*** RECORD EXCERPTS

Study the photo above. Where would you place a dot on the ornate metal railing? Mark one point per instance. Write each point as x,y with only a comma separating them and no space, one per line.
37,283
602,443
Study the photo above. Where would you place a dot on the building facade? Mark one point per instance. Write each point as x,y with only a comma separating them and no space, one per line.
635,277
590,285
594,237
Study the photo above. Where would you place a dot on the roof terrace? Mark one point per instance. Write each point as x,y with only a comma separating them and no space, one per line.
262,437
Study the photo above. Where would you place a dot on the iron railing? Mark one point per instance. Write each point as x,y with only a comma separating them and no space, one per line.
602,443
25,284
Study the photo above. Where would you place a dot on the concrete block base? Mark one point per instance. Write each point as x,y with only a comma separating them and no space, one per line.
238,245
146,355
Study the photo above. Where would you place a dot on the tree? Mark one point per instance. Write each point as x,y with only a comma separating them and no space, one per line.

******

__YOUR OBJECTIVE__. A faithful copy of the whole listing is needed.

__RESULT__.
Study the photo above. Where would you place a dot on the ornate metal railing? Mark one point per instance. Write each point as x,y with only a comma separating them and no space, one per line.
37,283
602,443
Study the photo above. Where would you place a dot on the building facade? Mark one point per instance. Write each point as x,y with only a comma separating them and no space, one per line.
635,277
590,285
594,237
Study the photo above. Where would you place a dot on the roof terrace? Mark one point per instance. Write each point as x,y with only a comma separating them and no space, one per line.
262,437
Study the photo above. Where would you place a dot on the iron railing? Mark one point per instance. Write each point as x,y with only a comma separating them and no space, one per line.
602,443
25,284
Study the photo above. Where would you place a dot on the concrete block base? Mark one point per instance. Write each point as x,y with only a comma separating them and no space, one per line.
238,245
146,355
Study the photo above. Where would you place a dot on the tree? Mark one point per instance. Write each point as x,y with only a comma separating them and no space, one per line.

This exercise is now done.